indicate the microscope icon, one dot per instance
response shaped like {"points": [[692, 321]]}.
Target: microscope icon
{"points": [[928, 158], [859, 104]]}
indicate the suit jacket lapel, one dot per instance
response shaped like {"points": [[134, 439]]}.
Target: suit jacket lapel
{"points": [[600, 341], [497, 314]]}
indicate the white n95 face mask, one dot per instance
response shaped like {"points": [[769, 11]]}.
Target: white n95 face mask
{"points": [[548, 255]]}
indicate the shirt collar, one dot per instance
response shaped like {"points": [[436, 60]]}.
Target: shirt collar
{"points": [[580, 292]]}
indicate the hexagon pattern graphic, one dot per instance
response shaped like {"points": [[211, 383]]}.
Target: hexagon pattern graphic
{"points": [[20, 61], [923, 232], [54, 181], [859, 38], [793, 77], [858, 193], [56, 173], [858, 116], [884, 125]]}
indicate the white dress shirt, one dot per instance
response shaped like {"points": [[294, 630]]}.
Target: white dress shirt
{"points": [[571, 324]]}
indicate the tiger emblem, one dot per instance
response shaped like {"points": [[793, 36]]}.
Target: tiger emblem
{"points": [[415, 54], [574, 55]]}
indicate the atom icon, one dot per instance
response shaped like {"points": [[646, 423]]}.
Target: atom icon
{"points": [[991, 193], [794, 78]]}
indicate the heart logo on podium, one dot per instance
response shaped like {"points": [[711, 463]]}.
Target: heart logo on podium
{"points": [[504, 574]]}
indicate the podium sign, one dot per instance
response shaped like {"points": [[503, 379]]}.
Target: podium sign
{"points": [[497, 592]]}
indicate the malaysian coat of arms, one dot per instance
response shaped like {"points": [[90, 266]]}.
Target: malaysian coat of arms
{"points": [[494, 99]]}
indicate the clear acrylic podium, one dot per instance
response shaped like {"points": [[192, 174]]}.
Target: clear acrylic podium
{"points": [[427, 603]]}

## Task objective
Repeat, word for word, the lines from the start of the records to the line that contains "indicate the shirt", both of them included, and no others.

## Reply
indicate the microscope icon, one dot per instance
response shaped like {"points": [[692, 321]]}.
Target: microscope icon
{"points": [[928, 158], [859, 104]]}
indicate the suit jacket lapel, one dot per instance
response shaped like {"points": [[134, 439]]}.
Target: suit jacket lapel
{"points": [[600, 341], [497, 314]]}
indicate the white n95 face mask, one dot per instance
response shaped like {"points": [[769, 11]]}.
Target: white n95 face mask
{"points": [[548, 255]]}
indicate the shirt collar, one dot per instance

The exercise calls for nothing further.